Texte à lire:

CONCLUSION GENERALE
Quel rôle jouent les contre-mesures dans le droit
international public ? Telle est la question à laquelle nous sommes
attaché à répondre tout au long de la présente
étude.
La question n'est pas dénuée de controverses.
Les nombreuses contributions des experts qui ont eu à intervenir sur
cette question depuis l'inclusion dans un projet de la Commission du Droit
International, d'un régime juridique relatif aux contre-mesures, le
confirment indéniablement. Un certain nombre de membres de la
communauté internationale ont estimé que celles-ci ne sauraient
trouver place dans le droit international car elles sont le reflet d'une
justice privée, arbitraire et inégalitaire, donc dangereuse. Mais
si l'on se tient à la nature et la fonction des contre-mesures, nous
estimons que ce serait faire preuve d'un pessimisme faussement béat
d'affirmer tel propos aujourd'hui.
Les contre-mesures sont ce qu'elles sont mais nous devons
concéder qu'elles sont d'abord pacifiques et ensuite respectueuses des
principes fondamentaux du droit international public : la paix et
l'égalité entre les Etats. Les rétorsions prises par des
Etats faibles contre des superpuissances l'ont affirmé.
Quant au souci de leur finalité dite belliqueuse, on a
vu que les contre-mesures ont pour but de faire cesser une
illégalité internationale, de faire réparer le mal qui a
pu découler de cette violation du droit international. Les
contre-mesures sont donc une réponse à un acte internationalement
illicite. Parce que, plutôt que d'infliger des sanctions punitives, il
s'agit d'exercer des pressions afin de faire cesser la violation des droits de
l'homme, par exemple, et de rétablir la légalité et le
respect des obligations internationales. Certes, le risque de
débordement n'est pas à ignorer. Il est réel mais amoindri
par la réglementation des contre-mesures.
Après quarante années de travaux, la Commission
du droit international des Nations Unies a achevé en 2001 son examen de
la question de la responsabilité internationale des Etats, et par
là, celle des contre-mesures. S'il est possible pour chaque État
de réagir à la violation d'obligation internationale par un autre
État en adoptant des contre-mesures, cette possibilité est
soumise sous réserve de respecter plusieurs conditions posées par
ce projet, mais également par le droit international public d'une
manière générale. Le but est d'empêcher qu'en
répondant à un fait internationalement illicite, les
contre-mesures ne produisent des effets en dehors de la sphère du droit.

[Extraits d'un jeu de données d'annotation par points]
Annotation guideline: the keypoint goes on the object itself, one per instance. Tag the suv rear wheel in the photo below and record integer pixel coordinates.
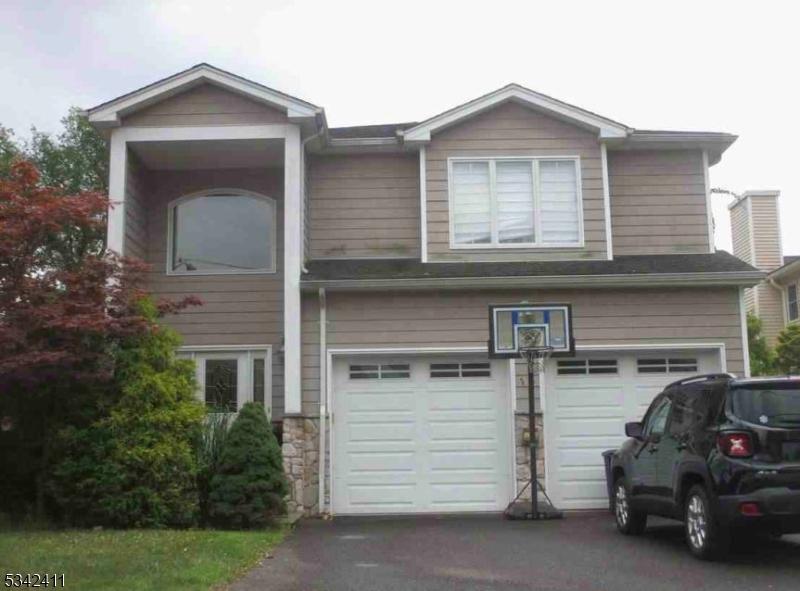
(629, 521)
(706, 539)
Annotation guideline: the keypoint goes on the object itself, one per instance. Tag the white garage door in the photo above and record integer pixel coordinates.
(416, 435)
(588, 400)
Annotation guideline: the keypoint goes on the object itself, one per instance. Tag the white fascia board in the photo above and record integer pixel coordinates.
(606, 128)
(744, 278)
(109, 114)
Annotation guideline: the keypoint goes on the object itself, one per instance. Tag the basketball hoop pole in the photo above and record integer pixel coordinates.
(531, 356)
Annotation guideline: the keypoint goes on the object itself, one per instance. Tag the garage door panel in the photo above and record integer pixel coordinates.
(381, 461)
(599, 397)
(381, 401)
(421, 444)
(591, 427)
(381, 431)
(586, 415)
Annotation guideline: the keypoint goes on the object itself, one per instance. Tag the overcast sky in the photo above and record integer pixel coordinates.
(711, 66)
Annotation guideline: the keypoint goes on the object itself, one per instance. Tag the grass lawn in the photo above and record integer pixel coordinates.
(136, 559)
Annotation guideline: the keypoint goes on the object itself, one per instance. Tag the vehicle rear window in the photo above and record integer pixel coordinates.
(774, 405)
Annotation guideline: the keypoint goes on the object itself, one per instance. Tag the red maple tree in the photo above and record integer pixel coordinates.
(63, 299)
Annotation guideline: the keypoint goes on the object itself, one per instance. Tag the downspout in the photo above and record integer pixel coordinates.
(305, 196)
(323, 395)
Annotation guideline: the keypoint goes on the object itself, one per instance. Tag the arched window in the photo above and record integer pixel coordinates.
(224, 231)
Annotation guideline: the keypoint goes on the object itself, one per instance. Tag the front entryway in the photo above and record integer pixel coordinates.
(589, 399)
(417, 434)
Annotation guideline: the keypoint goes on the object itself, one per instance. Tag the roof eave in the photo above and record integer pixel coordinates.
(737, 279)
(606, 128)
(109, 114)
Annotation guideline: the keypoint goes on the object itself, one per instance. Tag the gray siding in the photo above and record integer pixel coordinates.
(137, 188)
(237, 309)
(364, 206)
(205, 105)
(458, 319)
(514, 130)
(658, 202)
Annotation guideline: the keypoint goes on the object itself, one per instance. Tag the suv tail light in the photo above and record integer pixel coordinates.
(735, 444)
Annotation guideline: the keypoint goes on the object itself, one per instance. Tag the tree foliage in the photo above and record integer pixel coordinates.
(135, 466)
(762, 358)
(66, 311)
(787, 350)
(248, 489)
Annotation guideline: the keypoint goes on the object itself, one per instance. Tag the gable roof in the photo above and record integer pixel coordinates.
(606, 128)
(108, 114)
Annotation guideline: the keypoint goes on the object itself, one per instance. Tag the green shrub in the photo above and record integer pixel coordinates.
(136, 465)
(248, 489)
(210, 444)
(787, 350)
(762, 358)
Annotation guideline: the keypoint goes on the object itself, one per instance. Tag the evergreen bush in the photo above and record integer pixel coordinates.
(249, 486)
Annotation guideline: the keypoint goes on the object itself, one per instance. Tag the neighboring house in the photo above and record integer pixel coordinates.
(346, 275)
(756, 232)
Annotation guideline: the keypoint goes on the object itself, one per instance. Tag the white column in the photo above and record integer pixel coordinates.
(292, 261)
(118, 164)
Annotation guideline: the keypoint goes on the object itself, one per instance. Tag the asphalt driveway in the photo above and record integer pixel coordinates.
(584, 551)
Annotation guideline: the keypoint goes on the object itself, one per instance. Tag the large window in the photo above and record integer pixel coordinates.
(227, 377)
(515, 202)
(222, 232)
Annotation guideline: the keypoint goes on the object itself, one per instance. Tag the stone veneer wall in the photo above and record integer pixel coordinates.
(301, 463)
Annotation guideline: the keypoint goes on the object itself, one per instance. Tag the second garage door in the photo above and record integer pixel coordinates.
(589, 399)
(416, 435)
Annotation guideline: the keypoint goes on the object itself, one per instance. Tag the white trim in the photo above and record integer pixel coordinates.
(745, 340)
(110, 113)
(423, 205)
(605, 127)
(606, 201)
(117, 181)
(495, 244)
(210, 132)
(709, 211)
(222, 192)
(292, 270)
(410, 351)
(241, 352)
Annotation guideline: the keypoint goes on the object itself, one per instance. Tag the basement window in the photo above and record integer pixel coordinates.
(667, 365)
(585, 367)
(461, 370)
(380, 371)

Tâche à réaliser:
Recopiez mot pour mot, dans le texte sur les contre-mesures, le passage allant de « Quant au souci » jusqu'à « réglementation des contre-mesures. ».

Bonne réponse:
Quant au souci de leur finalité dite belliqueuse, on a
vu que les contre-mesures ont pour but de faire cesser une
illégalité internationale, de faire réparer le mal qui a
pu découler de cette violation du droit international. Les
contre-mesures sont donc une réponse à un acte internationalement
illicite. Parce que, plutôt que d'infliger des sanctions punitives, il
s'agit d'exercer des pressions afin de faire cesser la violation des droits de
l'homme, par exemple, et de rétablir la légalité et le
respect des obligations internationales. Certes, le risque de
débordement n'est pas à ignorer. Il est réel mais amoindri
par la réglementation des contre-mesures.